ラグビー戦術 基礎の基礎<3> モール
試合が多くて空けてしまいましたが、「ラグビー戦術 基礎の基礎」3回目です。
予定では「チャンネル」概念を話そうと思っていたのですが、レビューを書いてるうちに、その前にラックとモールを先に話した方がいいような気がしてきたので今日はモールについて。
モールのルール
ルールではモールはこう決められてます。
第16条 モール
モールの目的は 、プレーヤーに地面についていないボールを争奪させることである 。
モールの形成
1. モールは 、フィールドオブプレー内でのみ行われる 。
2. モールは 、ボールキャリアーと各チームから少なくとも1名ずつのプレーヤーが互いにバインドし 、立ったままの状態になることで成立する 。
3. 形成されたモールは 、ゴールラインの方向へ前進していかなくてはならない 。
つまり、最低で3人のプレイヤーがバインド(手を回してくっついている状態)していて、ボールは誰かが保持していて、全員が立っています。
そうであるが故に、モールはモールのまま前進できます。
よく見られるのが、ラインアウトからのモールによる前進です。特に相手インゴールの手前5mくらいからのラインアウトでモールを作り、押し込んでのトライを狙うのは「世界のトライパターン」といえるほど一般的に行われる戦術です。
モールのメリットとデメリット
モールの場合、「前進できる」というのが大きなメリットですが、逆に「一度モールを作るとボールを出すのに時間がかかる」というデメリットもあります。

● **表示データ**:
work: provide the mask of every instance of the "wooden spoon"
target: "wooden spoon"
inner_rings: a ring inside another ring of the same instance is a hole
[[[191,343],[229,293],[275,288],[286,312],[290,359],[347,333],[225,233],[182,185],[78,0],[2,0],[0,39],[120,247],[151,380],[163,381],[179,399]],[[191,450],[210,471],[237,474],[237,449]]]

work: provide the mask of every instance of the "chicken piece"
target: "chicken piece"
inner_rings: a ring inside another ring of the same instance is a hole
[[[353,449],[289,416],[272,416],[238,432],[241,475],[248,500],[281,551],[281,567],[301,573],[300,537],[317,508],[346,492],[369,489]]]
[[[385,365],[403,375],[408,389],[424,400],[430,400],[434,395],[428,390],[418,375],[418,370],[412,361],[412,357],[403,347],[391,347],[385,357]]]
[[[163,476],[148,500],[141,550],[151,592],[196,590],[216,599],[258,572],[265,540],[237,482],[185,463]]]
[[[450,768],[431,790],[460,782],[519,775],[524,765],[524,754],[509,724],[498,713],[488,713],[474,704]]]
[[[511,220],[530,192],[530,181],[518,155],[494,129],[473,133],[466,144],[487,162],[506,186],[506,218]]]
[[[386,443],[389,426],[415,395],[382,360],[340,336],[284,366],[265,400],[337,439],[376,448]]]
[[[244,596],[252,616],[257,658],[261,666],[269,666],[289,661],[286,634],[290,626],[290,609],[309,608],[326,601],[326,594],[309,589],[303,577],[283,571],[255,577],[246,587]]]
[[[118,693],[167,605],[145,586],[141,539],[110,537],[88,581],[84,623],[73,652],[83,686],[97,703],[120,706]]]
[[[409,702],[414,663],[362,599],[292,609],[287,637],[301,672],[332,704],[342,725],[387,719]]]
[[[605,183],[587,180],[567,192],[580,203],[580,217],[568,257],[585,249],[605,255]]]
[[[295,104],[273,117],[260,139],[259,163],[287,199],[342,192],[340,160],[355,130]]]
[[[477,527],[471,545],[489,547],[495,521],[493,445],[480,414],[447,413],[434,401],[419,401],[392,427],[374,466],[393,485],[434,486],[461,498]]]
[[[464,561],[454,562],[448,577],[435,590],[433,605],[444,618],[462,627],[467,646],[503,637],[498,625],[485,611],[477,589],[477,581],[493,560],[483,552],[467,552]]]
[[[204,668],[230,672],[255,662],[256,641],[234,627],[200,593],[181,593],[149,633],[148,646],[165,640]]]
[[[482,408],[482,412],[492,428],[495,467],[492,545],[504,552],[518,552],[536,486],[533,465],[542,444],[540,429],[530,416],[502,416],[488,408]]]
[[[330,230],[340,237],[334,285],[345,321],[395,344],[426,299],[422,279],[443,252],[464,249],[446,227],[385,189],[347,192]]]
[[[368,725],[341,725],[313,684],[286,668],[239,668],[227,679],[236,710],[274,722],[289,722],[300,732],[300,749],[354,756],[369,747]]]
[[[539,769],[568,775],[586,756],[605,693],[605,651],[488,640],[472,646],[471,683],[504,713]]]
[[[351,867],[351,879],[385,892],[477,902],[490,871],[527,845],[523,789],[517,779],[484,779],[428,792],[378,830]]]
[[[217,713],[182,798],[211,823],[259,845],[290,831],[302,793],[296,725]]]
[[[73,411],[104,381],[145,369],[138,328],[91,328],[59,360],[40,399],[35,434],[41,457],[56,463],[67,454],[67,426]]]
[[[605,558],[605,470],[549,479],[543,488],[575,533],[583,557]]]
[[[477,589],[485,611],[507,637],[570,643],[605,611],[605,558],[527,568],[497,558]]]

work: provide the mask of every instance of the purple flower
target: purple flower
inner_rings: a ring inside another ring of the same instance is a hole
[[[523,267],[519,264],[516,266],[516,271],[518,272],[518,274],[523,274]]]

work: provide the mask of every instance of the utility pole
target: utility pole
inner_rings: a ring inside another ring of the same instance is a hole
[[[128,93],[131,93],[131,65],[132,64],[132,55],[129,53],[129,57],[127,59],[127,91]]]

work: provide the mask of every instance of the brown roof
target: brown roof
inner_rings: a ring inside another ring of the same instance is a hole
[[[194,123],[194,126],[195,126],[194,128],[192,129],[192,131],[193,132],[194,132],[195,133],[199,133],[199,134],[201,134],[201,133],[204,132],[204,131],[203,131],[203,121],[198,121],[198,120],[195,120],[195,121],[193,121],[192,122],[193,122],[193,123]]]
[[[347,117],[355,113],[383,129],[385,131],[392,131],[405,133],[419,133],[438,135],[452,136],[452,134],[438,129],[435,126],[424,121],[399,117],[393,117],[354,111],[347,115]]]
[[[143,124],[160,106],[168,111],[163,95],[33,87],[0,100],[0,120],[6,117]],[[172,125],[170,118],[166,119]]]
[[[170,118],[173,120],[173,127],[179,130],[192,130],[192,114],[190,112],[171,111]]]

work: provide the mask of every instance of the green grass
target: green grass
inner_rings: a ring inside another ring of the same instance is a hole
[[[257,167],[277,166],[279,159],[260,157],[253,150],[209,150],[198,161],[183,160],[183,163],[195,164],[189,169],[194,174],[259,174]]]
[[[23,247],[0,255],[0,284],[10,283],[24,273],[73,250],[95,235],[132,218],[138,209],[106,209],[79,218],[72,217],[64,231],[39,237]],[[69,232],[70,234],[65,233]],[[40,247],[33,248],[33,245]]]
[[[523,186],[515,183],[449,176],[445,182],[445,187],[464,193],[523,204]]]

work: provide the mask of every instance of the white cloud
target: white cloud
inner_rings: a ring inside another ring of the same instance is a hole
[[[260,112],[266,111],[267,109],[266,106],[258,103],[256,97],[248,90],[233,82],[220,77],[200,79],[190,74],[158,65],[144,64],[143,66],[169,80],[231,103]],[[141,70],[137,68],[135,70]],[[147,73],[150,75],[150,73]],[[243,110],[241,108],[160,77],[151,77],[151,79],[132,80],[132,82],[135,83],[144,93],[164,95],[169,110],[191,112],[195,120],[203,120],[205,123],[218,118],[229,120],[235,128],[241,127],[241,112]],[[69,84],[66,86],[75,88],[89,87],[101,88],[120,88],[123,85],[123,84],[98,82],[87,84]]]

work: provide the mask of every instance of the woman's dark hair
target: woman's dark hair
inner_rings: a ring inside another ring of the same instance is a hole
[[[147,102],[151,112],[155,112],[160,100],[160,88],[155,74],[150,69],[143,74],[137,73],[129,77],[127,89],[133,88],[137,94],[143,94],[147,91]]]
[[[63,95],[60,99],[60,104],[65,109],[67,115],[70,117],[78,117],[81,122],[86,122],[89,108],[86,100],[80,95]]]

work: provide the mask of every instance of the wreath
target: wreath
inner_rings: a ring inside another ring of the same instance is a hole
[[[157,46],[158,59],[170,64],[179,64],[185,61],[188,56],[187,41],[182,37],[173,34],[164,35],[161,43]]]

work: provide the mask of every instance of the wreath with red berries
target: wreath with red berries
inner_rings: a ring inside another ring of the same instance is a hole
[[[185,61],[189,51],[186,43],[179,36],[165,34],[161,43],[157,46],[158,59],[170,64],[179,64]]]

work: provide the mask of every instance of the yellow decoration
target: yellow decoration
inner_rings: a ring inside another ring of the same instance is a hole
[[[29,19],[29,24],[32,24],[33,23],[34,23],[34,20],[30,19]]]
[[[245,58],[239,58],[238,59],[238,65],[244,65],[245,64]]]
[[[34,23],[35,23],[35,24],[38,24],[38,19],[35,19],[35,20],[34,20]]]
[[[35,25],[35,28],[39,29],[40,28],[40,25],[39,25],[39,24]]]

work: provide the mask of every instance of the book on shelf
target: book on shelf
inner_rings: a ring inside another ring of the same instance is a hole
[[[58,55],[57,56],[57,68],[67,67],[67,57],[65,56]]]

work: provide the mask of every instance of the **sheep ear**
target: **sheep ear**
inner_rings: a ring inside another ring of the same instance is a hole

● **演習課題**:
(1) モールに関する本文で、見出し「モールの形成」の下に番号付きで示されている規定をすべて挙げてください。
(2) モールに関する本文のうち、「予定では「チャンネル」概念を」で始まり「ていて、全員が立っています。」で終わる範囲をそのまま書き写してください。

● **課題別の解答**:
(1)
1. モールは、フィールドオブプレー内でのみ行われる。
2. モールは、ボールキャリアーと各チームから少なくとも1名ずつのプレーヤーが互いにバインドし、立ったままの状態になることで成立する。
3. 形成されたモールは、ゴールラインの方向へ前進していかなくてはならない。

(2)
予定では「チャンネル」概念を話そうと思っていたのですが、レビューを書いてるうちに、その前にラックとモールを先に話した方がいいような気がしてきたので今日はモールについて。
モールのルール
ルールではモールはこう決められてます。
第16条 モール
モールの目的は 、プレーヤーに地面についていないボールを争奪させることである 。
モールの形成
1. モールは 、フィールドオブプレー内でのみ行われる 。
2. モールは 、ボールキャリアーと各チームから少なくとも1名ずつのプレーヤーが互いにバインドし 、立ったままの状態になることで成立する 。
3. 形成されたモールは 、ゴールラインの方向へ前進していかなくてはならない 。
つまり、最低で3人のプレイヤーがバインド(手を回してくっついている状態)していて、ボールは誰かが保持していて、全員が立っています。